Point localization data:
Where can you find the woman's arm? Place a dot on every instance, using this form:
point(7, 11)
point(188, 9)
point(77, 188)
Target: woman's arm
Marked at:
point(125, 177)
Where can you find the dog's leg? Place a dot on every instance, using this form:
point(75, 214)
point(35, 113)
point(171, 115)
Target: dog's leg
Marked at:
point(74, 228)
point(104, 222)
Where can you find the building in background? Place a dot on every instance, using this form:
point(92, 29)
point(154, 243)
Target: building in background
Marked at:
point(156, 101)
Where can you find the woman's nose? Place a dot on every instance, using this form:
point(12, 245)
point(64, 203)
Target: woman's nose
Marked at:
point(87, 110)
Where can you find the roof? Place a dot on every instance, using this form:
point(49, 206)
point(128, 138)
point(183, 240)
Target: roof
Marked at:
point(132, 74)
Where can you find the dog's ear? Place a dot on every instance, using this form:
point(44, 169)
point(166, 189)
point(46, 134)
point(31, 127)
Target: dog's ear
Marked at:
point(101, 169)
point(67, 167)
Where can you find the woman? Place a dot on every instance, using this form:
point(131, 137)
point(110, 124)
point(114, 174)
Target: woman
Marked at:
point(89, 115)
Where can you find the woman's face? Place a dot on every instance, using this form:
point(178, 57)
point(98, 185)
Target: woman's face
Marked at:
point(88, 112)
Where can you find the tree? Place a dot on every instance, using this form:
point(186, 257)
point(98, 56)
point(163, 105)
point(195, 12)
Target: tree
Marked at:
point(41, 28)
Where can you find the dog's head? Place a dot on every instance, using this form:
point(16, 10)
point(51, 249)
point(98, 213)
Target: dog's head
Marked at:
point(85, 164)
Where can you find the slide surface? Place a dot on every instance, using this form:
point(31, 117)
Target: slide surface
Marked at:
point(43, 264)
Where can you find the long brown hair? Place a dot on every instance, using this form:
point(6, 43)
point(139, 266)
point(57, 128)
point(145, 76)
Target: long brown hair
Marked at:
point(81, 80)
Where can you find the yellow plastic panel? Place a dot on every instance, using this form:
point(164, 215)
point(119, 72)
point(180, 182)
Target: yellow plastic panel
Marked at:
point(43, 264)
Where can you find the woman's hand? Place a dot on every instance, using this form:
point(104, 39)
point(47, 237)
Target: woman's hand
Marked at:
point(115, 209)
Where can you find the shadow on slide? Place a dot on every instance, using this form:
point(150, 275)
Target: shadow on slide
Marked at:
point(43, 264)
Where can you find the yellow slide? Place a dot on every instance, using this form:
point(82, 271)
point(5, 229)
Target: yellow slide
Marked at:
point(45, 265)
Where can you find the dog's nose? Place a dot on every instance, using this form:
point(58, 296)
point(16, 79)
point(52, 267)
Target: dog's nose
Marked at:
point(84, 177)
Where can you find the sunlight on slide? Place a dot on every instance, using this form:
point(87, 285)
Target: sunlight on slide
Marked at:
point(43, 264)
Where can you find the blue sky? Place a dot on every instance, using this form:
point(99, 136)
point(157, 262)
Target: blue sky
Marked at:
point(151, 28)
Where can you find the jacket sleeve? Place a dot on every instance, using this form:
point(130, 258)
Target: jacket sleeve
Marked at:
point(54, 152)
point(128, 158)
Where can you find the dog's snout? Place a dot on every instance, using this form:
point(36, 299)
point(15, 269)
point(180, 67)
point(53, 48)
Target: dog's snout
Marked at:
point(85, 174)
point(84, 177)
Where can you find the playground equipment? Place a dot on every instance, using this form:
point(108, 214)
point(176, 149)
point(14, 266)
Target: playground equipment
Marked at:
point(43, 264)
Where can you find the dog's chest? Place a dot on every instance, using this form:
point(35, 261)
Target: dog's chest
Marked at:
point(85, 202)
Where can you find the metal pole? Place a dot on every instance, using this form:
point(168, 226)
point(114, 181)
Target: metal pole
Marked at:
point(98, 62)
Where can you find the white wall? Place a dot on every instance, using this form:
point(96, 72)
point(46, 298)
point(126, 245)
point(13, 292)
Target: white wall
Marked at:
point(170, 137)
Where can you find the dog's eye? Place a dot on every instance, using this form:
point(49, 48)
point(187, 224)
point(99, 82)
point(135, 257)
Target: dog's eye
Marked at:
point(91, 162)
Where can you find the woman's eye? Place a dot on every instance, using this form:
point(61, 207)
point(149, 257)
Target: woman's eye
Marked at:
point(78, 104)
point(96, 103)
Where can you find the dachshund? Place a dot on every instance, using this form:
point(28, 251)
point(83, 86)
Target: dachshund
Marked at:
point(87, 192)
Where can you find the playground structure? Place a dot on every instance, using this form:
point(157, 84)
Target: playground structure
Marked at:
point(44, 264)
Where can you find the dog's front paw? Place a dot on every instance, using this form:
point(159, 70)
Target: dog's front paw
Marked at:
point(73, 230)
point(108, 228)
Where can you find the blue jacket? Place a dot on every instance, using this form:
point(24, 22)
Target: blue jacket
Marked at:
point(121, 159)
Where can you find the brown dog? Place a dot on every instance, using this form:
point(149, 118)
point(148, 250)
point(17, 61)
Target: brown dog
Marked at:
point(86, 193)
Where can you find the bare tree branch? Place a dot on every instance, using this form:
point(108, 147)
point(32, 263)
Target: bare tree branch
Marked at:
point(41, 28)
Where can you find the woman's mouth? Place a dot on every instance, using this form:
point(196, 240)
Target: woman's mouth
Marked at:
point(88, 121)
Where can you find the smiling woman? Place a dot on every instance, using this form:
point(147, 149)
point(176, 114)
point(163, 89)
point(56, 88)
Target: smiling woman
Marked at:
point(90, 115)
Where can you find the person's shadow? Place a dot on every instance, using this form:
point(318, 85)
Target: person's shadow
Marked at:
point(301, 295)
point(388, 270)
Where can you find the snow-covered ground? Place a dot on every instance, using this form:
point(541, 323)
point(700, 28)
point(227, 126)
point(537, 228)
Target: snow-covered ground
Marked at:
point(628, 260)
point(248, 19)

WHAT TO WORK ON: Print exactly the lines above from the one with "Target: playground equipment" to the one with "Target: blue jacket", including both.

EXERCISE RESPONSE:
Target: playground equipment
Marked at:
point(43, 264)
Where can you find the dog's chest? Place a dot on every instance, using this form:
point(35, 261)
Target: dog's chest
Marked at:
point(85, 202)
Where can you find the metal pole? Place a dot on every instance, using this form:
point(168, 226)
point(114, 181)
Target: metal pole
Marked at:
point(98, 62)
Where can you find the white wall? Place a dot on every instance, using this form:
point(96, 72)
point(46, 298)
point(126, 245)
point(13, 292)
Target: white wall
Marked at:
point(170, 137)
Where can you find the dog's eye? Place a dot on every instance, using this form:
point(49, 48)
point(187, 224)
point(99, 82)
point(135, 257)
Target: dog's eye
Marked at:
point(91, 162)
Where can you find the woman's eye? Place a dot on every instance, using this form:
point(61, 207)
point(149, 257)
Target: woman's eye
Marked at:
point(78, 104)
point(96, 103)
Where can you find the dachshund? Place a dot on every instance, using this form:
point(28, 251)
point(83, 86)
Target: dachshund
Marked at:
point(87, 192)
Where can you find the playground structure? Place a dot on every instance, using this form:
point(157, 84)
Target: playground structure
Marked at:
point(44, 264)
Where can you find the dog's front paw? Place a dot on every instance, using this form:
point(159, 70)
Target: dog's front paw
Marked at:
point(73, 230)
point(108, 228)
Where can you find the blue jacket? Place a dot on every instance, using this form:
point(24, 22)
Target: blue jacket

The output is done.